Source records:
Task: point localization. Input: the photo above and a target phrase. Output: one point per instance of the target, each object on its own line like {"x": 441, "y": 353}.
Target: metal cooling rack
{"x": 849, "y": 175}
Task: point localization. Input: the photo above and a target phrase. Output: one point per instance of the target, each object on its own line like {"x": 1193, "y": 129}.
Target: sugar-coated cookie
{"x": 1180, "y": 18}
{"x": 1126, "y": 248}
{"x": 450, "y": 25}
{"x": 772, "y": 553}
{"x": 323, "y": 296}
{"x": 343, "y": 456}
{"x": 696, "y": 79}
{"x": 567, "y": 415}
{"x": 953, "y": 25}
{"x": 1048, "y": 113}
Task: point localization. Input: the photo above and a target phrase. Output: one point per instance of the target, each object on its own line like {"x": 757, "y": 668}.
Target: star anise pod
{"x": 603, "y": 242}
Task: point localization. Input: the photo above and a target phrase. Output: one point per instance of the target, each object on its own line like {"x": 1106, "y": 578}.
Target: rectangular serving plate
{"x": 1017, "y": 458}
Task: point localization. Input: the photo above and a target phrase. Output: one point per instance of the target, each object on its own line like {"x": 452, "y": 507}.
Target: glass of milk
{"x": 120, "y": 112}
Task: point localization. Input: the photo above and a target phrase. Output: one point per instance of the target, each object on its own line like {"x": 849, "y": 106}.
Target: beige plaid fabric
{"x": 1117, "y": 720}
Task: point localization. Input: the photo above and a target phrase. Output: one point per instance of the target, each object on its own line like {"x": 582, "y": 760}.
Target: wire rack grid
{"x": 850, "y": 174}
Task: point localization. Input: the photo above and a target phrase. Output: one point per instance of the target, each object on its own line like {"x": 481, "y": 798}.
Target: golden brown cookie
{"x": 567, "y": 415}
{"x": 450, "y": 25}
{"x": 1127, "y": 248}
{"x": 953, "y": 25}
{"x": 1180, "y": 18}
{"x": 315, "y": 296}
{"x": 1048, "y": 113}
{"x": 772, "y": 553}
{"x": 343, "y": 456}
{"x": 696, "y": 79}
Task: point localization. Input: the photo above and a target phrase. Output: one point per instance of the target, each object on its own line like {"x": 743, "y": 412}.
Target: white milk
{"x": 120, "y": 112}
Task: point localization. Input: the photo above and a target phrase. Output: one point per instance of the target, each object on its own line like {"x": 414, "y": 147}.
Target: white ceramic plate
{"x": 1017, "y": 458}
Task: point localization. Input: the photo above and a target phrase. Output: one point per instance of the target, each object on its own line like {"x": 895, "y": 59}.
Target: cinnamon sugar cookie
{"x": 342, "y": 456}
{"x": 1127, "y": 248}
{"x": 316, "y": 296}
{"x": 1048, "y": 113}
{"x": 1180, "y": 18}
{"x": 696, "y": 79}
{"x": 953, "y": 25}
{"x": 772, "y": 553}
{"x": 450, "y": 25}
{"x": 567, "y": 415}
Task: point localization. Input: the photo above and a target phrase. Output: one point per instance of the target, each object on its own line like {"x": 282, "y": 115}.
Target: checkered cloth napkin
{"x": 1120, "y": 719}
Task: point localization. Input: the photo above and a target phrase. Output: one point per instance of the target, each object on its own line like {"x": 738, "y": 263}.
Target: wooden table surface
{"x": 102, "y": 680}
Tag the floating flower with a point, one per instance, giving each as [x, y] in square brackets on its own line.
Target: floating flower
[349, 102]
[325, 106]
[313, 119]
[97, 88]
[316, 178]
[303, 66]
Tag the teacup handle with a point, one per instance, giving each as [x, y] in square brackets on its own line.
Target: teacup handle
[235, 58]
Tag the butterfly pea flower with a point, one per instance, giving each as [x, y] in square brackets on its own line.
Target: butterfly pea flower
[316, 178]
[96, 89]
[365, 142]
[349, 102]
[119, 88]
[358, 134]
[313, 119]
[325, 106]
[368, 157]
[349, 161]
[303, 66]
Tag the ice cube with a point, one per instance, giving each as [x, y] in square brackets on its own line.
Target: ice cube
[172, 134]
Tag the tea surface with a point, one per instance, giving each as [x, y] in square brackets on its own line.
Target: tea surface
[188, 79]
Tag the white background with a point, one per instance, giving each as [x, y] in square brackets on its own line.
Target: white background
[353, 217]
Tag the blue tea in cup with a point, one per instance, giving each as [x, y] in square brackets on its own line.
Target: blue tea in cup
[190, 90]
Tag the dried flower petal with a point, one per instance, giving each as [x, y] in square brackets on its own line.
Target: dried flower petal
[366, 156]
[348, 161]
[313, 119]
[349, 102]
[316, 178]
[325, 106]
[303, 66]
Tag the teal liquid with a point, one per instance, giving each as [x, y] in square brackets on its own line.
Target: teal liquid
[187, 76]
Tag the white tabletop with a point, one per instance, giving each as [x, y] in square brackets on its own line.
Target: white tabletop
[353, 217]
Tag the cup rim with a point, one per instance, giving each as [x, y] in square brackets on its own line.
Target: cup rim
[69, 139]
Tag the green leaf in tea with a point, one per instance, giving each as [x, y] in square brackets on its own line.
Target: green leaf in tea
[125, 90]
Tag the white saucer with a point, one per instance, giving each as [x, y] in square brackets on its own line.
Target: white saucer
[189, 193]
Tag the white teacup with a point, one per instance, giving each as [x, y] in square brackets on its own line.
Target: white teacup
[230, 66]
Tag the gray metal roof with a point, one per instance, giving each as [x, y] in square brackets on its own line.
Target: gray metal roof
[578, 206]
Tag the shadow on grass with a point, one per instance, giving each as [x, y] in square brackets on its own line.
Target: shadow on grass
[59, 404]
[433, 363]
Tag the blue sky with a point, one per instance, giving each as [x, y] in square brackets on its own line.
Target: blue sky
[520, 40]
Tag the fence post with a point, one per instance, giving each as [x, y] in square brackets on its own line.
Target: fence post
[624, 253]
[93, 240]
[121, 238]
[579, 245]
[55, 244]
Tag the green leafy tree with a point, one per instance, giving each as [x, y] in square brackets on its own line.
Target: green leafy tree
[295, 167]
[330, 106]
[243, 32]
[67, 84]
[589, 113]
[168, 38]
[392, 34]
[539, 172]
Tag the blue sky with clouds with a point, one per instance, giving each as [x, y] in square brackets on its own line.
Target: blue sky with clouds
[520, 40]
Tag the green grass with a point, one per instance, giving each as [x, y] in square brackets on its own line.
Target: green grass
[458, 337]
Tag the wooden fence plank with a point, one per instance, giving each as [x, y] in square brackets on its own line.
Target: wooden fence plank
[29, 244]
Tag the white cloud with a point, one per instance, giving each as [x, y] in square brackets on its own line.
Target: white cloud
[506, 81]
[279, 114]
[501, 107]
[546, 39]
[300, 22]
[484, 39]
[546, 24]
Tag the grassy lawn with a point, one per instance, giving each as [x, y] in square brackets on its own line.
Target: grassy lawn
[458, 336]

▶ [WRITTEN TASK]: Repeat, with no changes, each line from the one with "Tag the shadow" to the end of the listing, including both ends and nothing else.

▶ [THE REPLY]:
Tag the shadow on grass with a point, one per instance, giving each as [x, y] in square brackets on its own line.
Target: shadow on grass
[59, 404]
[433, 363]
Tag the blue sky with a point, one per instance, giving each as [x, y] in square brackets on its own line.
Target: blue sky
[520, 40]
Tag the fence post with a point, one per instance, giving each as [x, y] in square brackets on its own line.
Target: fence post
[624, 253]
[93, 240]
[121, 238]
[579, 245]
[55, 244]
Tag the green leafy tree with a point, one per instance, giving each as [x, y] in square brackets on its own line.
Target: green leafy tree
[295, 167]
[330, 106]
[243, 32]
[67, 84]
[589, 113]
[168, 38]
[392, 34]
[539, 172]
Tag the blue sky with clouds with a point, one per instance, giving each as [x, y] in square brackets on its own line.
Target: blue sky with clouds
[520, 40]
Tag the green grass with a point, one per instance, giving each as [x, y] in square brackets on its own line.
Target: green grass
[458, 337]
Tag the wooden fence plank with a point, one per instance, giving each as [x, y] in square brackets on its own line.
Target: wooden fence plank
[29, 244]
Tag the white cloud with a point, one per instance, giving each as [x, y] in square brackets on its own line.
Target: white cloud
[506, 81]
[279, 114]
[501, 107]
[546, 39]
[300, 22]
[484, 39]
[546, 24]
Tag the grassy lawn with a point, one per instance, giving each as [x, y] in square brackets on its own line.
Target: grassy lawn
[458, 336]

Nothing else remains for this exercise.